• **Recorded data**
◆ ◆ ◆
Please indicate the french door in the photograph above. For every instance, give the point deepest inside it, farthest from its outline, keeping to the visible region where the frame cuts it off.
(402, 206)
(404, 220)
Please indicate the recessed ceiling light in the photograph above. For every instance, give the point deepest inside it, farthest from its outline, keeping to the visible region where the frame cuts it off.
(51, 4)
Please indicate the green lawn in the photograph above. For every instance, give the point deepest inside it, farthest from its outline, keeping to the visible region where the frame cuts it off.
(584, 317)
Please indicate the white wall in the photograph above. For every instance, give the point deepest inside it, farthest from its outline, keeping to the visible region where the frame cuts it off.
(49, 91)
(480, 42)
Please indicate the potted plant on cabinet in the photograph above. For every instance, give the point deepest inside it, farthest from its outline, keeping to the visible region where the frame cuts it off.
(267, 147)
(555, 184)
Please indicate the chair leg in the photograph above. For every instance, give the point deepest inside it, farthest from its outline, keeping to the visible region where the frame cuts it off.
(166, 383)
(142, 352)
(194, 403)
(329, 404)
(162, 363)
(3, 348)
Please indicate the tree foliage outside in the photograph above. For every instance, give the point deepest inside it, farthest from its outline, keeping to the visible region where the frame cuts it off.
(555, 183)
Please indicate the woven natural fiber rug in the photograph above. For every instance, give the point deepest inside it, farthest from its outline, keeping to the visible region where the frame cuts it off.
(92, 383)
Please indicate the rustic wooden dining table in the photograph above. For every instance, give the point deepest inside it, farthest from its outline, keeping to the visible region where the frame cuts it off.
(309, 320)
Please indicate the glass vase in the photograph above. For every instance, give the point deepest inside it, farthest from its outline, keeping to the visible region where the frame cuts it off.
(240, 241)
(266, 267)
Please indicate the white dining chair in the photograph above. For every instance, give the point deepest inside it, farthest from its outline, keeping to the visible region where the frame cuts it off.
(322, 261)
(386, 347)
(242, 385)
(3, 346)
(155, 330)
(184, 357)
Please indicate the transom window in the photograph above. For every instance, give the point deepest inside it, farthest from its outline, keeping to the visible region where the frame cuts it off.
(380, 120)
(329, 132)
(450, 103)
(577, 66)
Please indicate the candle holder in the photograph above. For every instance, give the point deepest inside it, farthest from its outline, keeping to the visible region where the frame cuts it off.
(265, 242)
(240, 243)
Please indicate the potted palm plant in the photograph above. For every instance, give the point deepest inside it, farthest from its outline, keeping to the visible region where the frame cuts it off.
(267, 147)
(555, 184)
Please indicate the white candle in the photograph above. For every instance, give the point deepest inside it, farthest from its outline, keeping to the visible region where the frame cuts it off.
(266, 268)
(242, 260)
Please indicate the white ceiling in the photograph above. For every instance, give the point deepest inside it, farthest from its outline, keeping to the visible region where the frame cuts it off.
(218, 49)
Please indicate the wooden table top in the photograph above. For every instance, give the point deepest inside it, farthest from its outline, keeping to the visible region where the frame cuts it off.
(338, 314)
◆ ◆ ◆
• **Written exercise**
Rewrite the material above, replacing each occurrence of "Please indicate" with "Please mark" and keeping every other part unchanged.

• **Solved problem**
Please mark the french door in the photograph above. For every instance, give the point deepest inside it, farthest from its outline, keeping to the visible region where the frame cuts it off.
(402, 206)
(404, 220)
Please mark the recessed ceiling light in the photograph above. For every instance, give the point deepest inside it, farthest from its outline, keeping to the visible region where the frame cuts it off.
(51, 4)
Please mark the green lawn in the photograph above. For every instance, give the point deepest inside it, farthest from its outline, keeping to the visible region where the frame cuts it off.
(584, 317)
Please mark the white wall in the photograph above. For every instance, give the point deepest inside it, farthest from its outline, keeping to the visible region where the frame cuts it off.
(49, 91)
(480, 42)
Please mark the potted plant on cabinet in the photograph above. For every instance, give the point deepest inside it, farthest from its outline, keeping to the visible region where the frame cuts it off.
(267, 147)
(555, 184)
Please mark the chair leg in the photograph above. For every instance, give the point deepest inside it, farthest from its outline, keeping to the visible region where the frame cuts it off.
(166, 383)
(142, 352)
(194, 403)
(329, 404)
(162, 363)
(3, 348)
Please mark the tree foliage outside in the photograph above. For every instance, give the point deepest inside it, farthest from its outline, keeping to the visible region where the frame cuts it off.
(555, 183)
Please mark the woven natural fiber rug in the photograph above. For every instance, give the point deepest inside it, farthest from its outline, keeping to the visible region where the frame cuts it off.
(92, 383)
Please mark the rustic wooden dining table in the photograph above. For every instance, give the point deepest inside it, farthest from its outline, keeping to the visible region where the frame cuts it off.
(309, 320)
Please mark the glass vase in the photograph above. For every instance, give the point deepest inside it, farthest from its outline, keeping to the visible region where the frame cuts it off.
(240, 241)
(266, 267)
Please mark the white dining chair in the photograph above. For every instance, give the point deepest inside it, farthest from its outline, keeping to the visible region where the frame cuts it off.
(322, 261)
(386, 347)
(242, 385)
(3, 346)
(155, 330)
(184, 357)
Please mark the transom window in the photograph above. For every instance, give the point deepest inside it, farthest from its outline, keeping to the visible region where the frame cuts it off.
(380, 120)
(329, 132)
(450, 103)
(577, 66)
Please mark the candle holder in the photograph above. For every instance, give the point deepest inside it, farthest from its outline, keeping to the visible region where the frame cuts it off.
(265, 242)
(240, 243)
Please mark the potted palm plant in the photograph above. For every instance, give the point deepest inside it, farthest from its outline, keeping to the visible region where the frame cuts it off.
(267, 147)
(555, 184)
Please mark the white candle in the photograph above. For every instance, give the point deepest inside it, farthest from its outline, keeping to the visible region where the frame cuts it off.
(266, 268)
(242, 260)
Please mark the white ceiling in the photograph above. For every instance, give the point deepest inside it, farthest from its outline, keeping to the visible region where the frame cuts it off.
(218, 49)
Please mark the wooden table top in the photograph above. For every instance, give the point deepest inside it, farthest from its outline, keeping to the visible region where the frame cuts it off.
(338, 314)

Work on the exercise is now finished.